→ **Selected text**
Kessel contends that he did not "lead" the agents up the stairs. The Court does not find this testimony credible. Kessel, as the president of the company, was much more likely to be familiar with the facility than the agents and know the location of an air-conditioned room. In fact, Agent Walker testified that he had never been to the facility before. (Mot. Hr'g Tr. 160:4-5.)

According to Agents Walker and Stevens, once in the control room, they began questioning Kessel. Each agent sat in a chair approximately four feet away from Kessel ( Id. at 22:18), and Kessel sat on a countertop. ( Id. at 22:5-6.) The door was situated between Kessel and the agents and located about six to seven feet away from Agent Stevens. ( Id. at 54:14-18.) Kessel had a cell phone on his person during the interview, and he was sitting near two other phones in the room. ( Id. at 54:19-55:6.) Agent Stevens began the interview by thanking Kessel for speaking with them, and, according to Agent Stevens, Kessel responded that he was "glad this had all come out" and that now "they could do it right." ( Id. at 57:11-13.) Stevens admits that he never specifically told Kessel that he was free to leave, but he did tell Kessel that he did not have to speak with him. ( Id. at 14:9-10.) Neither agent read Kessel his Miranda rights before asking him questions. ( Id. at 17:2-6.) At one point, Kessel asked the agents if he needed a lawyer. Agent Stevens testified that he told Kessel "it is entirely up to you" and "you don't have to talk to me; you can tell me to go jump in a lake if you like." ( Id. at 23:14-16.) According to the agents, the tone of the interview was relaxed, not confrontational or aggressive. ( Id. at 25:22-24.) The agents never told Kessel that he did not need a lawyer or that he was under arrest. Kessel never asked to make a phone call ( id. at 55:3-6), and he did not request or attempt to leave the room. ( Id. at 57:4-8.) At the end of the interview, which lasted approximately 30 minutes ( id. at 17:9), the agents sent Kessel, unescorted, to find Pettijohn. ( Id. at 27:13-18.) Kessel brought Pettijohn back to the same room to speak with the agents, and he then left the room unescorted. ( Id. at 27:22-28:11.)

→ **What you will do**
[A] For each statement, answer yes or no according to the court excerpt, and quote the words of the excerpt that decide it: (i) the interview with Kessel lasted about 30 minutes; (ii) Agent Stevens told Kessel that he was free to leave; (iii) Kessel asked to make a phone call during the interview.
[B] From the court excerpt, copy the passage starting with "Kessel contends that" and going on through "Hr'g Tr. 160:4-5.)".
The records below were taken from a separate source and are unrelated to the court excerpt.

→ **Entries provided**

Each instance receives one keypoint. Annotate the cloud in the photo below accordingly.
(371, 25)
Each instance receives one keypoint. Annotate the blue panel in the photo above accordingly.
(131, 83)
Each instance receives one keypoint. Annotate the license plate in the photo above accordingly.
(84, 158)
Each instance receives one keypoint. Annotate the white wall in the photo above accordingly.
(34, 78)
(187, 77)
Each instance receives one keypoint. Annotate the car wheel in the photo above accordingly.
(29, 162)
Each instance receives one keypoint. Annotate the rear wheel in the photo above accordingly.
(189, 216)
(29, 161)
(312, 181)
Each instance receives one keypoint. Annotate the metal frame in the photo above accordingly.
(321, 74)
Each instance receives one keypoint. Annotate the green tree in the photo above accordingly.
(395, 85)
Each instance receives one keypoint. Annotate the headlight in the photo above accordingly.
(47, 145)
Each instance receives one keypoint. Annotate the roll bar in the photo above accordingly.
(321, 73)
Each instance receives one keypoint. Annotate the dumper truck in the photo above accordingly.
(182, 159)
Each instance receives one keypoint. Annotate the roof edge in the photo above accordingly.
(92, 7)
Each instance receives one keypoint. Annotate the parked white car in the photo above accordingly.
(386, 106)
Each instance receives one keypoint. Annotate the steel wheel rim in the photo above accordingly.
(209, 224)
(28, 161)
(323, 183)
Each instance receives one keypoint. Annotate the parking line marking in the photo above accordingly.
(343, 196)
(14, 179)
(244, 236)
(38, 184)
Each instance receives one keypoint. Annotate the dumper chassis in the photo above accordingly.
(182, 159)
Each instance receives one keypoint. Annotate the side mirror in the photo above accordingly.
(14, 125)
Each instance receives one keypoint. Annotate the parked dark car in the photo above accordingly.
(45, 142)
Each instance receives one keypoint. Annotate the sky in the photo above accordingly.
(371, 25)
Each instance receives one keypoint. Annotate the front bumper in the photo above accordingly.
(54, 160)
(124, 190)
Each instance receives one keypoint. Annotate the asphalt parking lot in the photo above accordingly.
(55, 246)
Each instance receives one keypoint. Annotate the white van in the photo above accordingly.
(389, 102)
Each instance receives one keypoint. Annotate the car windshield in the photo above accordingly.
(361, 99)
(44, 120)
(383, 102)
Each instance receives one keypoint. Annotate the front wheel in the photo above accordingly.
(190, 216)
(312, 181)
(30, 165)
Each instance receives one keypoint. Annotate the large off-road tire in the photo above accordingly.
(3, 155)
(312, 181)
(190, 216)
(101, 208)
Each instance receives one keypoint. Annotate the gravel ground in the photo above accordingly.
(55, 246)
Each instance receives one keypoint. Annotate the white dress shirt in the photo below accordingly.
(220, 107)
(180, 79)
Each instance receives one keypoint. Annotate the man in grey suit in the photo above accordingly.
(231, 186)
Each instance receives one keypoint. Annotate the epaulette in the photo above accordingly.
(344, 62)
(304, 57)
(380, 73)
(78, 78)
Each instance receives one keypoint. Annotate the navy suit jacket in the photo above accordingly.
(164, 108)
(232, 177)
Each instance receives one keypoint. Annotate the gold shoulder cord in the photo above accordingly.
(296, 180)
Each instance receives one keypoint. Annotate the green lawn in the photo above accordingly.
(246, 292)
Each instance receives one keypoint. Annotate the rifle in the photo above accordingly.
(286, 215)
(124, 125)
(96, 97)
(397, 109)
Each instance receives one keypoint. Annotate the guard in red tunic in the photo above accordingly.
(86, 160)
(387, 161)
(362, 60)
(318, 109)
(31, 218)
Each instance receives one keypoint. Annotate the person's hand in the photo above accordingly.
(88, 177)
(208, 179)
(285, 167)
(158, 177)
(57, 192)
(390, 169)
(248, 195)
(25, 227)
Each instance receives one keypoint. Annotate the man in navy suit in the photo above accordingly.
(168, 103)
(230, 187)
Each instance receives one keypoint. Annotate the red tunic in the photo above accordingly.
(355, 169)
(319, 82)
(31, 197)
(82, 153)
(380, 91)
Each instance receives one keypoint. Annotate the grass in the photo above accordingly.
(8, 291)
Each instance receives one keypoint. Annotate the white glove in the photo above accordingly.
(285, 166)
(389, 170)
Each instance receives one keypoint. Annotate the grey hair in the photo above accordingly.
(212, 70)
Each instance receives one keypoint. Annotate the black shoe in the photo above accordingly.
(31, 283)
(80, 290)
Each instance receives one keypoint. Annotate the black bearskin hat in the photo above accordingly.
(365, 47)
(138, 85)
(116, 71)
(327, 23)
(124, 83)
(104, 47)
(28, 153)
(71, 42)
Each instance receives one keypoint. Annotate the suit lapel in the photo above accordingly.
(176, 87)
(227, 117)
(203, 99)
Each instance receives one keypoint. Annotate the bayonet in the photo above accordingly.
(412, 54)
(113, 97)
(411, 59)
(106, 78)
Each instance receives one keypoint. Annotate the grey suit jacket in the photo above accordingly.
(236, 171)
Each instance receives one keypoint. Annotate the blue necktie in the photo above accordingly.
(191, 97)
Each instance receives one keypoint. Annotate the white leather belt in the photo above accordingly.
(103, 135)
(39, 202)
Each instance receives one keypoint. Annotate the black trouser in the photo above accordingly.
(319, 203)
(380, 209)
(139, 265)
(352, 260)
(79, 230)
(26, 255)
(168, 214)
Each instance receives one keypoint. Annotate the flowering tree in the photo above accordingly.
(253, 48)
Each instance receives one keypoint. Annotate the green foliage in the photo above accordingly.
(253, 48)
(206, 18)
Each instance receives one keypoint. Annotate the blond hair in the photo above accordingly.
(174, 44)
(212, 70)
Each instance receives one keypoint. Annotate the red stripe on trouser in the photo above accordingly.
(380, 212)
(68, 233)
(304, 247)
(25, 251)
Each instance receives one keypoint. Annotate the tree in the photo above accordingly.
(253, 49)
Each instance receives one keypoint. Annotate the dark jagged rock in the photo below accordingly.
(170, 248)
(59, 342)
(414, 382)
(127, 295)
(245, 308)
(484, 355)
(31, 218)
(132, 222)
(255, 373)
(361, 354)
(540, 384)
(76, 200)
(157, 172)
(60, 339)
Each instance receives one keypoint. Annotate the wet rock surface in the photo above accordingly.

→ **Final answers**
[A]
(i) Yes: "which lasted approximately 30 minutes"
(ii) No: "Stevens admits that he never specifically told Kessel that he was free to leave"
(iii) No: "Kessel never asked to make a phone call"

[B]
Kessel contends that he did not "lead" the agents up the stairs. The Court does not find this testimony credible. Kessel, as the president of the company, was much more likely to be familiar with the facility than the agents and know the location of an air-conditioned room. In fact, Agent Walker testified that he had never been to the facility before. (Mot. Hr'g Tr. 160:4-5.)